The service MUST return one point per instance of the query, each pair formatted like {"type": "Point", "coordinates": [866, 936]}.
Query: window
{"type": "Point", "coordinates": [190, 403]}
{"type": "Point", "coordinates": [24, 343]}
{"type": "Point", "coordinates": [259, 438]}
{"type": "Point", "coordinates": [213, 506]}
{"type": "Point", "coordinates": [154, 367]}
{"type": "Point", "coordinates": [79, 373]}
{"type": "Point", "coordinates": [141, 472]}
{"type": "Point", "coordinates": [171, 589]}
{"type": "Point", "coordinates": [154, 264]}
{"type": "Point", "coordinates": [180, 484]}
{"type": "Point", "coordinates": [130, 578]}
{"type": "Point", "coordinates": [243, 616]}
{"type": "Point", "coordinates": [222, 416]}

**Your objective**
Copy the records word for word.

**Task response**
The service MUST return one point per instance of the query, each pair formatted like {"type": "Point", "coordinates": [866, 936]}.
Query: window
{"type": "Point", "coordinates": [190, 403]}
{"type": "Point", "coordinates": [24, 343]}
{"type": "Point", "coordinates": [259, 438]}
{"type": "Point", "coordinates": [213, 506]}
{"type": "Point", "coordinates": [154, 367]}
{"type": "Point", "coordinates": [79, 373]}
{"type": "Point", "coordinates": [141, 472]}
{"type": "Point", "coordinates": [171, 589]}
{"type": "Point", "coordinates": [154, 264]}
{"type": "Point", "coordinates": [180, 484]}
{"type": "Point", "coordinates": [130, 578]}
{"type": "Point", "coordinates": [243, 616]}
{"type": "Point", "coordinates": [222, 416]}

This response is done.